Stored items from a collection
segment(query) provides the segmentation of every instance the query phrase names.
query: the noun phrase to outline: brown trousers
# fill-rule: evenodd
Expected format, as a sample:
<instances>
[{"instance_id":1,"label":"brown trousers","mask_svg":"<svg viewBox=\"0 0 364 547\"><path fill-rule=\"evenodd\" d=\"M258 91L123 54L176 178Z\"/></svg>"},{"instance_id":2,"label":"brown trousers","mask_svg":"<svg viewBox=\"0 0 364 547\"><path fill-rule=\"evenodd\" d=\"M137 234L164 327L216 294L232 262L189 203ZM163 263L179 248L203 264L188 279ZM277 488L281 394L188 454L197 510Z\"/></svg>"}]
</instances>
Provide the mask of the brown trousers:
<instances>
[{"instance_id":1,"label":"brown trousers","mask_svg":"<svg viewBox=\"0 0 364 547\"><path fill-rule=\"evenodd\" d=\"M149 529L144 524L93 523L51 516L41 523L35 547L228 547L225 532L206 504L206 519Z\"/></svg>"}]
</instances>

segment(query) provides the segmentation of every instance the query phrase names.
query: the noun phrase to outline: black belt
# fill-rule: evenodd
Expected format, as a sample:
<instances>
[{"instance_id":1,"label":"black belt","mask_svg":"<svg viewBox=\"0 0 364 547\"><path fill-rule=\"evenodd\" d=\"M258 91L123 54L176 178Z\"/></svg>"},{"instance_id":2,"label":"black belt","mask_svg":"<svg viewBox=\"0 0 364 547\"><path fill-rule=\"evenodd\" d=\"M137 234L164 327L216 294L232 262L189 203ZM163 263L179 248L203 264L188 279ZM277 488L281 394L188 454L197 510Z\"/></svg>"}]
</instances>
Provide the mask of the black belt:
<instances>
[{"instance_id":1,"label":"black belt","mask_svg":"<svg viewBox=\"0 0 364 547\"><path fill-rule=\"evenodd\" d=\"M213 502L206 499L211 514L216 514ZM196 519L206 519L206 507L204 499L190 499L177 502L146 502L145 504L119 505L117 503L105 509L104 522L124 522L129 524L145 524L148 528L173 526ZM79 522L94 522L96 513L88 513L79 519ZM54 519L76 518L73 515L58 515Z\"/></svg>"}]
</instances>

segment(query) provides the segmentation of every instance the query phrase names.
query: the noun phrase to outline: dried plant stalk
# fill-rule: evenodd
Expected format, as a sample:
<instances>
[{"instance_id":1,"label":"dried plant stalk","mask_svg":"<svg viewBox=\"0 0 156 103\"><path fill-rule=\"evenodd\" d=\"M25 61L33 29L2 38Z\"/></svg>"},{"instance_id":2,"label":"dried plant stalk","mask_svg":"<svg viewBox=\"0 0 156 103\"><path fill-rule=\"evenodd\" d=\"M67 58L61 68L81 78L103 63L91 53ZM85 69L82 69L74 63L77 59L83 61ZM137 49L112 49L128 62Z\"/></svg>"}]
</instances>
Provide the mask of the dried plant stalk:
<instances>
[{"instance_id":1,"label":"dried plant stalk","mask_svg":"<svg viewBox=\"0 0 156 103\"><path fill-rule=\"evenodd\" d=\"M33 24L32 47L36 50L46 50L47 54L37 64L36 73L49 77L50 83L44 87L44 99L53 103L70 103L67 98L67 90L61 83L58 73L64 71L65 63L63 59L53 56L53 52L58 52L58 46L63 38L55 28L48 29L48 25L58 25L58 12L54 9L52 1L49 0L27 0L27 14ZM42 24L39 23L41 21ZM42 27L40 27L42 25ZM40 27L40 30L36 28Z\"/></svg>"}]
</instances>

> **To do**: Each line above must be reproduced exactly as it stands.

> **Answer to this exercise**:
segment(query) provides the segmentation of every instance the query phrase names.
query: the noun phrase to outline: brown trousers
# fill-rule: evenodd
Expected format, as a sample:
<instances>
[{"instance_id":1,"label":"brown trousers","mask_svg":"<svg viewBox=\"0 0 364 547\"><path fill-rule=\"evenodd\" d=\"M258 91L123 54L176 178Z\"/></svg>"},{"instance_id":2,"label":"brown trousers","mask_svg":"<svg viewBox=\"0 0 364 547\"><path fill-rule=\"evenodd\" d=\"M137 234L164 327L216 294L232 262L189 203ZM163 263L179 248L203 264L188 279ZM277 488L281 394L188 454L197 510Z\"/></svg>"}]
</instances>
Provide the mask of the brown trousers:
<instances>
[{"instance_id":1,"label":"brown trousers","mask_svg":"<svg viewBox=\"0 0 364 547\"><path fill-rule=\"evenodd\" d=\"M149 529L144 524L93 523L51 516L41 523L35 547L228 547L225 532L206 504L206 519Z\"/></svg>"}]
</instances>

segment(query) provides the segmentation of every instance the query phrase names.
query: the noun phrase to outline: black belt
# fill-rule: evenodd
Expected format, as a sample:
<instances>
[{"instance_id":1,"label":"black belt","mask_svg":"<svg viewBox=\"0 0 364 547\"><path fill-rule=\"evenodd\" d=\"M258 91L123 54L176 178Z\"/></svg>"},{"instance_id":2,"label":"black belt","mask_svg":"<svg viewBox=\"0 0 364 547\"><path fill-rule=\"evenodd\" d=\"M137 234L164 327L216 294L232 262L189 203ZM163 263L179 248L203 264L188 279ZM277 488L281 394L188 454L197 510Z\"/></svg>"}]
</instances>
Provide the mask of the black belt:
<instances>
[{"instance_id":1,"label":"black belt","mask_svg":"<svg viewBox=\"0 0 364 547\"><path fill-rule=\"evenodd\" d=\"M213 502L206 499L211 514L216 514ZM196 519L206 519L206 507L204 499L190 499L177 502L146 502L145 504L119 505L117 503L105 509L104 522L124 522L129 524L145 524L148 528L173 526ZM79 522L94 522L96 513L88 513L79 519ZM54 519L76 518L73 515L58 515Z\"/></svg>"}]
</instances>

segment(query) provides the segmentation of every instance the query phrase names.
query: the noun phrase to outline: dried plant stalk
# fill-rule: evenodd
Expected format, as a sample:
<instances>
[{"instance_id":1,"label":"dried plant stalk","mask_svg":"<svg viewBox=\"0 0 156 103\"><path fill-rule=\"evenodd\" d=\"M25 61L33 29L2 38Z\"/></svg>"},{"instance_id":2,"label":"dried plant stalk","mask_svg":"<svg viewBox=\"0 0 156 103\"><path fill-rule=\"evenodd\" d=\"M67 58L61 68L81 78L103 63L91 53ZM85 69L82 69L74 63L77 59L83 61ZM137 49L112 49L128 62Z\"/></svg>"}]
</instances>
Provide the mask of the dried plant stalk:
<instances>
[{"instance_id":1,"label":"dried plant stalk","mask_svg":"<svg viewBox=\"0 0 156 103\"><path fill-rule=\"evenodd\" d=\"M33 24L32 47L36 50L46 50L47 54L37 64L36 73L49 77L50 83L44 87L44 99L53 103L70 103L67 98L67 90L61 83L58 73L64 71L65 63L63 59L53 56L53 52L58 52L58 46L63 38L55 28L48 29L48 25L58 25L58 12L54 9L52 1L49 0L27 0L27 14ZM42 24L39 23L41 21ZM42 27L40 27L42 25ZM40 27L40 30L36 28Z\"/></svg>"}]
</instances>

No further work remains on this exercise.